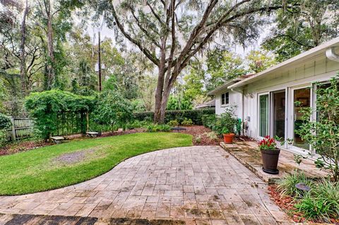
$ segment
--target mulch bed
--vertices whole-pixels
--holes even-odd
[[[220,138],[212,139],[208,137],[208,133],[212,132],[212,130],[203,126],[190,126],[184,128],[186,130],[181,131],[181,133],[191,135],[193,136],[194,145],[219,145],[220,142],[222,141],[222,139]],[[199,138],[198,139],[197,139],[198,137]]]
[[[222,138],[218,138],[216,140],[210,138],[208,133],[212,130],[203,126],[191,126],[185,127],[186,130],[182,130],[180,133],[187,133],[193,135],[193,144],[194,145],[218,145],[219,142],[222,141]],[[122,135],[126,134],[146,132],[143,128],[135,128],[124,131],[105,132],[103,133],[100,138],[110,137],[116,135]],[[173,131],[172,131],[173,132]],[[196,138],[199,136],[201,141],[198,142]],[[71,135],[64,136],[66,140],[81,140],[89,138],[84,137],[81,134],[74,134]],[[28,140],[21,141],[13,144],[8,145],[2,148],[0,148],[0,156],[6,154],[11,154],[17,152],[25,152],[30,150],[36,149],[41,147],[54,145],[51,142],[45,142],[44,141]]]
[[[222,141],[222,137],[216,137],[216,138],[211,138],[212,130],[210,128],[204,127],[203,126],[194,125],[190,126],[185,126],[184,128],[186,128],[186,130],[180,130],[179,133],[191,135],[193,136],[192,139],[194,145],[219,145],[219,143]],[[103,133],[100,137],[110,137],[143,132],[146,132],[146,130],[143,128],[135,128],[124,131],[105,132]],[[89,138],[88,137],[83,136],[81,134],[74,134],[64,137],[66,140],[81,140]],[[251,139],[245,136],[238,136],[234,138],[235,142],[247,141],[250,140]],[[22,141],[14,144],[8,145],[6,147],[0,148],[0,155],[11,154],[52,145],[54,144],[50,142],[45,142],[44,141]]]
[[[295,204],[297,202],[290,196],[282,195],[277,190],[277,187],[275,185],[268,186],[268,190],[270,195],[272,197],[273,200],[284,211],[287,212],[287,214],[292,217],[292,219],[295,222],[304,223],[307,221],[305,217],[302,216],[302,214],[297,212],[295,207]],[[338,219],[331,219],[331,222],[333,224],[339,225]],[[307,221],[309,224],[321,224],[321,221]]]

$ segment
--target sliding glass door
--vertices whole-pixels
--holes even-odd
[[[299,104],[295,104],[297,102]],[[299,129],[300,126],[302,124],[302,113],[300,112],[300,110],[303,108],[311,107],[311,88],[306,87],[295,90],[293,91],[293,102],[295,103],[293,107],[293,145],[304,150],[309,150],[309,145],[302,140],[300,135],[295,131]]]
[[[269,135],[269,95],[259,95],[259,136]]]
[[[286,91],[281,90],[272,93],[273,136],[285,139],[285,121]]]

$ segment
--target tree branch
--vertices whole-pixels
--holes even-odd
[[[117,15],[117,13],[115,11],[114,6],[113,5],[112,0],[109,1],[111,4],[111,7],[112,7],[112,11],[113,13],[113,16],[114,18],[115,23],[117,23],[117,25],[118,26],[119,29],[120,31],[124,34],[124,35],[133,44],[136,44],[138,46],[139,49],[155,65],[159,66],[159,59],[155,57],[148,49],[144,48],[143,47],[143,44],[138,40],[132,38],[131,35],[127,33],[127,32],[125,30],[124,25],[121,25],[120,23],[120,20],[118,18],[118,16]],[[110,18],[109,18],[110,19]]]

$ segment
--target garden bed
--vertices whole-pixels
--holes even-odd
[[[181,133],[191,135],[193,136],[194,145],[218,145],[220,142],[222,140],[222,139],[219,137],[217,137],[217,138],[215,139],[211,138],[210,136],[211,135],[212,130],[210,128],[204,127],[203,126],[186,126],[185,128],[186,130],[181,131]],[[147,132],[146,129],[145,128],[134,128],[124,131],[105,132],[99,138],[111,137],[145,132]],[[81,133],[71,135],[65,135],[64,137],[66,140],[86,140],[90,138],[83,136],[83,135]],[[200,142],[197,141],[197,138],[201,138]],[[0,156],[25,152],[44,146],[49,146],[53,145],[55,144],[52,142],[46,142],[44,141],[23,140],[20,142],[9,144],[5,147],[3,147],[2,148],[0,148]]]
[[[297,200],[295,200],[293,197],[288,195],[282,195],[278,190],[277,186],[270,185],[268,186],[268,190],[270,195],[272,197],[272,199],[282,209],[287,212],[287,214],[290,215],[293,221],[296,223],[304,223],[307,221],[308,223],[318,223],[327,224],[327,222],[324,222],[321,220],[307,220],[306,218],[303,216],[302,213],[297,212],[295,205],[298,202]],[[333,224],[339,225],[339,219],[338,218],[331,218],[330,219],[331,222]]]

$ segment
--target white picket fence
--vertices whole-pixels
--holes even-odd
[[[11,140],[18,140],[32,137],[33,135],[33,121],[27,117],[12,117],[12,127],[8,130],[8,138]]]

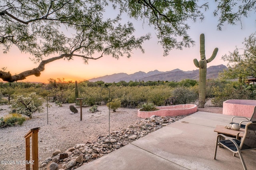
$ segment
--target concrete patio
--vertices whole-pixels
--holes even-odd
[[[243,170],[240,158],[218,148],[217,125],[232,115],[197,112],[77,169],[84,170]],[[247,169],[256,167],[256,150],[243,152]]]

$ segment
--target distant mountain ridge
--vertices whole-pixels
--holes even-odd
[[[210,66],[207,68],[206,78],[216,78],[219,73],[223,72],[224,69],[227,68],[226,66],[221,64],[220,65]],[[128,74],[126,73],[115,73],[111,75],[106,75],[104,76],[88,80],[90,81],[102,81],[105,83],[118,82],[124,81],[128,82],[130,81],[179,81],[183,79],[189,79],[193,80],[198,80],[199,79],[199,69],[195,70],[183,71],[178,69],[167,71],[159,71],[155,70],[150,71],[147,73],[143,71],[138,71],[133,74]]]

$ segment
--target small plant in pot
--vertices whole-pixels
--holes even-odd
[[[156,105],[152,103],[144,103],[141,105],[141,107],[142,108],[140,110],[140,111],[148,112],[155,111],[158,110],[156,107]]]

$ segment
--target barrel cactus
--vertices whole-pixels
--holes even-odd
[[[206,101],[207,64],[212,61],[215,58],[218,51],[218,48],[215,48],[211,57],[209,59],[206,59],[205,57],[204,34],[201,34],[200,35],[200,55],[201,59],[199,62],[196,59],[194,59],[193,61],[196,67],[199,68],[198,107],[200,108],[204,107],[204,104]]]

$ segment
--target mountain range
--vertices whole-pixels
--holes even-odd
[[[227,68],[227,67],[223,64],[210,66],[207,68],[206,78],[216,78],[218,77],[219,73],[223,72],[224,69]],[[170,71],[164,72],[159,71],[156,70],[147,73],[140,71],[131,74],[124,73],[118,73],[98,78],[94,78],[88,80],[93,82],[102,81],[105,83],[118,82],[121,81],[124,81],[127,82],[130,81],[144,81],[145,82],[158,80],[179,81],[186,79],[198,80],[199,79],[199,69],[192,71],[183,71],[176,69]]]

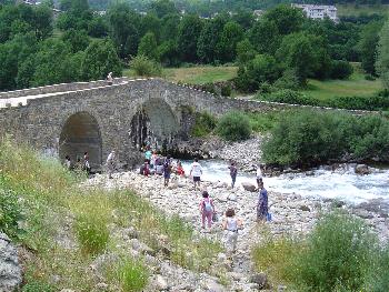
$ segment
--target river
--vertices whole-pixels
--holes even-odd
[[[189,174],[191,161],[183,161]],[[228,163],[222,160],[200,161],[205,181],[231,181]],[[255,173],[238,172],[237,185],[241,182],[256,183]],[[312,172],[288,173],[263,178],[265,188],[280,193],[296,193],[321,198],[339,199],[349,203],[361,203],[371,199],[383,199],[389,203],[389,169],[377,170],[368,175],[358,175],[353,168],[329,171],[318,169]]]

* SET EXERCISE
Give back each entry exactly as it appears, with no pictures.

* RESPONSE TO THIS EXERCISE
$ segment
--target mulch bed
--vertices whole-pixels
--holes even-odd
[[[220,138],[212,139],[208,137],[208,133],[212,132],[212,130],[203,126],[190,126],[184,128],[186,130],[181,131],[181,133],[191,135],[193,136],[194,145],[219,145],[220,142],[222,141],[222,139]],[[199,138],[198,139],[197,139],[198,137]]]
[[[222,138],[218,138],[216,140],[210,138],[208,133],[212,130],[203,126],[191,126],[185,127],[186,130],[182,130],[180,133],[187,133],[193,135],[193,144],[194,145],[218,145],[219,142],[222,141]],[[122,135],[126,134],[146,132],[143,128],[135,128],[124,131],[105,132],[103,133],[100,138],[110,137],[116,135]],[[173,131],[172,131],[173,132]],[[196,138],[199,136],[201,141],[198,142]],[[71,135],[64,136],[66,140],[81,140],[89,138],[84,137],[81,134],[74,134]],[[28,140],[21,141],[13,144],[8,145],[2,148],[0,148],[0,156],[6,154],[11,154],[17,152],[25,152],[30,150],[36,149],[41,147],[54,145],[51,142],[45,142],[44,141]]]
[[[222,141],[222,137],[216,137],[216,138],[211,138],[212,130],[210,128],[204,127],[203,126],[194,125],[190,126],[185,126],[184,128],[186,128],[186,130],[180,130],[179,133],[191,135],[193,136],[192,139],[194,145],[219,145],[219,143]],[[103,133],[100,137],[110,137],[143,132],[146,132],[146,130],[143,128],[135,128],[124,131],[105,132]],[[89,138],[88,137],[83,136],[81,134],[74,134],[64,137],[66,140],[81,140]],[[251,139],[245,136],[238,136],[234,138],[235,142],[247,141],[250,140]],[[22,141],[14,144],[8,145],[6,147],[0,148],[0,155],[11,154],[52,145],[54,144],[50,142],[45,142],[44,141]]]
[[[295,204],[297,202],[290,196],[282,195],[277,190],[277,187],[275,185],[268,186],[268,190],[270,195],[272,197],[273,200],[284,211],[287,212],[287,214],[292,217],[292,219],[295,222],[304,223],[307,221],[305,217],[302,216],[302,214],[297,212],[295,207]],[[338,219],[331,219],[331,222],[333,224],[339,225]],[[307,221],[309,224],[321,224],[321,221]]]

$ segment
--target sliding glass door
--vertices whole-pixels
--holes even-odd
[[[299,104],[295,104],[297,102]],[[299,129],[300,126],[302,124],[302,113],[300,112],[300,110],[303,108],[311,107],[311,88],[306,87],[295,90],[293,91],[293,102],[295,103],[293,107],[293,145],[304,150],[309,150],[309,145],[302,140],[300,135],[295,131]]]
[[[269,135],[269,95],[259,95],[259,136]]]
[[[286,91],[281,90],[272,93],[273,136],[285,139],[285,121]]]

$ segment
--target tree branch
--vertices whole-pixels
--holes even-odd
[[[117,15],[117,13],[115,11],[114,6],[113,5],[112,0],[109,1],[111,4],[111,7],[112,7],[112,11],[113,13],[113,16],[114,18],[115,23],[117,23],[117,25],[118,26],[119,29],[120,31],[124,34],[124,35],[133,44],[136,44],[138,46],[139,49],[155,65],[159,66],[159,59],[155,57],[148,49],[144,48],[143,47],[143,44],[138,40],[132,38],[131,35],[127,33],[127,32],[125,30],[124,25],[121,25],[120,23],[120,20],[118,18],[118,16]],[[110,18],[109,18],[110,19]]]

$ segment
--target garden bed
--vertices whole-pixels
--holes even-odd
[[[181,133],[191,135],[193,136],[194,145],[218,145],[220,142],[222,140],[222,139],[219,137],[217,137],[217,138],[215,139],[211,138],[210,136],[211,135],[212,130],[210,128],[204,127],[203,126],[186,126],[185,128],[186,130],[181,131]],[[147,132],[146,129],[145,128],[134,128],[124,131],[105,132],[99,138],[111,137],[145,132]],[[81,133],[71,135],[65,135],[64,137],[66,140],[86,140],[90,138],[83,136],[83,135]],[[200,142],[197,141],[197,138],[201,138]],[[0,156],[25,152],[44,146],[49,146],[53,145],[55,144],[52,142],[46,142],[44,141],[23,140],[20,142],[9,144],[5,147],[3,147],[2,148],[0,148]]]
[[[297,200],[295,200],[293,197],[288,195],[282,195],[278,190],[277,186],[270,185],[268,186],[268,190],[270,195],[272,197],[272,199],[282,209],[287,212],[287,214],[290,215],[293,221],[296,223],[304,223],[307,221],[308,223],[318,223],[327,224],[327,222],[324,222],[321,220],[307,220],[306,218],[303,216],[302,213],[297,212],[295,205],[298,202]],[[333,224],[339,225],[339,219],[338,218],[331,218],[330,219],[331,222]]]

$ segment
--target white picket fence
--vertices whole-pixels
--holes even-odd
[[[11,140],[18,140],[32,137],[33,135],[33,121],[27,117],[12,117],[12,127],[8,130],[8,138]]]

$ segment
--target concrete patio
--vertices whole-pixels
--holes even-odd
[[[243,170],[240,158],[218,148],[217,125],[232,115],[197,112],[77,169],[84,170]],[[247,169],[256,167],[256,150],[243,152]]]

$ segment
--target distant mountain ridge
--vertices whole-pixels
--holes even-odd
[[[210,66],[207,68],[206,78],[216,78],[219,73],[223,72],[224,69],[227,68],[226,66],[221,64],[220,65]],[[128,74],[126,73],[115,73],[111,75],[106,75],[104,76],[88,80],[90,81],[102,81],[105,83],[118,82],[124,81],[128,82],[130,81],[179,81],[183,79],[189,79],[193,80],[198,80],[199,79],[199,69],[195,70],[183,71],[178,69],[167,71],[159,71],[155,70],[150,71],[147,73],[143,71],[138,71],[133,74]]]

$ segment
--target small plant in pot
--vertices whole-pixels
--holes even-odd
[[[156,105],[152,103],[144,103],[141,105],[141,107],[142,108],[140,110],[140,111],[148,112],[155,111],[158,110],[156,107]]]

$ segment
--target barrel cactus
--vertices whole-pixels
--holes even-odd
[[[206,101],[207,64],[212,61],[215,58],[218,51],[218,48],[215,48],[211,57],[209,59],[206,59],[205,57],[204,34],[201,34],[200,35],[200,55],[201,59],[199,62],[196,59],[194,59],[193,61],[196,67],[199,68],[198,107],[200,108],[204,107],[204,104]]]

$ segment
--target mountain range
--vertices whole-pixels
--holes even-odd
[[[227,68],[227,67],[223,64],[210,66],[207,68],[206,78],[216,78],[218,77],[219,73],[223,72],[224,69]],[[170,71],[164,72],[159,71],[156,70],[147,73],[140,71],[131,74],[124,73],[118,73],[98,78],[94,78],[88,80],[93,82],[102,81],[105,83],[118,82],[121,81],[124,81],[127,82],[130,81],[144,81],[145,82],[158,80],[179,81],[186,79],[198,80],[199,79],[199,69],[192,71],[183,71],[176,69]]]

$ segment
--target river
--vertices whole-pixels
--holes even-odd
[[[189,174],[191,161],[183,161]],[[228,163],[222,160],[200,161],[205,181],[231,181]],[[255,173],[238,172],[237,185],[241,182],[256,183]],[[312,172],[288,173],[263,178],[265,188],[280,193],[296,193],[321,198],[339,199],[349,203],[361,203],[371,199],[383,199],[389,203],[389,169],[377,170],[368,175],[358,175],[353,168],[329,171],[318,169]]]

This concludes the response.